**What to work on**
Print the lines below exactly, beginning with the one that contains "the foreground grass." and stopping after the last line.

========================================================================

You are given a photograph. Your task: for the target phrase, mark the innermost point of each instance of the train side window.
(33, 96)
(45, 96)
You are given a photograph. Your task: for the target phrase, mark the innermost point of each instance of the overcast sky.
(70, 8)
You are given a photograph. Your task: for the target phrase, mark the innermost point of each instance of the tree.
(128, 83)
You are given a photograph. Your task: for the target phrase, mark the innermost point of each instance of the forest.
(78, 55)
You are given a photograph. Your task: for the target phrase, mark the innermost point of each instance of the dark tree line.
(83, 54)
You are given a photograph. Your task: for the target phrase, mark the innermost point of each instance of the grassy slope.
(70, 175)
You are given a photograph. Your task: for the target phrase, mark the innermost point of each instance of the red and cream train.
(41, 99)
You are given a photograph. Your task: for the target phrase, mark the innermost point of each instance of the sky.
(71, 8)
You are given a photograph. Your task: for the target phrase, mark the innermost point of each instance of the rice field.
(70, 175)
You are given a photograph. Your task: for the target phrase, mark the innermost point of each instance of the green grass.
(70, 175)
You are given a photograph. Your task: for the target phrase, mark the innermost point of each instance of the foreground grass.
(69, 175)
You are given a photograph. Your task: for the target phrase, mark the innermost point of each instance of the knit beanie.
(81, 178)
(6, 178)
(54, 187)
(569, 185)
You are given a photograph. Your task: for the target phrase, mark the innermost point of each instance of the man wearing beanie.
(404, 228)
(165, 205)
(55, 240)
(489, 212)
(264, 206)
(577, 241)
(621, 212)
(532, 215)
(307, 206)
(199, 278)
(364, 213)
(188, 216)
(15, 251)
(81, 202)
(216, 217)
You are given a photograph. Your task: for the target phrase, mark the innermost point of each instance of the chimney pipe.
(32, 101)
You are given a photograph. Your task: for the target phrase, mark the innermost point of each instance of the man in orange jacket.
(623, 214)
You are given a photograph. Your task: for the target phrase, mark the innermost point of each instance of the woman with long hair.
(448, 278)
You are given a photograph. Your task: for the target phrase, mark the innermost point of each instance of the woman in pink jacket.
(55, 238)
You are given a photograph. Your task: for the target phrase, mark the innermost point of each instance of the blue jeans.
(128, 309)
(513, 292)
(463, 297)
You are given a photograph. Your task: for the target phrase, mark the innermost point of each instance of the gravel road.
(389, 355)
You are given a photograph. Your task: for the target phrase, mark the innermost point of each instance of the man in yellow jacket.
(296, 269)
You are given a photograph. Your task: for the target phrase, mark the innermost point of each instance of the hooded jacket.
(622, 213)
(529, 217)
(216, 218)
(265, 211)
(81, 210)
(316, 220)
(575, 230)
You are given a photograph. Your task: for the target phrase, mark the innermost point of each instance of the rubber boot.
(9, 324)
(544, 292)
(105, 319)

========================================================================

**Your response**
You are given a photograph. Your task: for the target phrase, mark the innermost point of each instance of the foreground grass.
(69, 175)
You are given a photograph. Your task: for the target phrase, mark the innermost point of each instance of the knit beanie.
(81, 178)
(6, 178)
(54, 187)
(569, 185)
You are given a photograph. Your task: for the target phrase, mark the innermost point of each instance of the man wearing beanie.
(404, 228)
(165, 205)
(55, 240)
(489, 212)
(264, 206)
(577, 241)
(621, 212)
(532, 215)
(307, 206)
(199, 278)
(364, 213)
(188, 216)
(15, 251)
(81, 202)
(216, 217)
You are given a photograph. Your task: for the target phrase, mark the innermost point of each instance of the chimney pipe.
(32, 101)
You are given a photograph. Your task: for the target phrase, mark the innermost point of each instance of the man in orange jacket.
(623, 214)
You are given a photograph. Your task: for the target phrase, mark the innermost point of each instance of the woman with long hair.
(448, 278)
You are given a photograph. Your task: for the target phrase, mark the innermost point of each instance of the woman in pink jacket.
(55, 238)
You are given a photograph. Your task: for the target phrase, mark the innermost point of each instance of the blue jeans.
(128, 309)
(513, 292)
(463, 297)
You are given a photograph. Your task: for the target phrase, mark the innermost point of each instance of the gravel road.
(389, 355)
You are given a photograph. Your task: for the target phrase, mark the innermost point of each instance of the man in yellow jacket.
(296, 269)
You are given a photograph. Your task: for the target phrase, mark the innermost point of each instance of the hooded jacket.
(622, 213)
(529, 217)
(216, 218)
(265, 211)
(81, 210)
(316, 220)
(575, 230)
You are given a photograph. Your task: for the target phrase, mark the innermost point of each instance of the rubber boot.
(9, 324)
(544, 292)
(105, 319)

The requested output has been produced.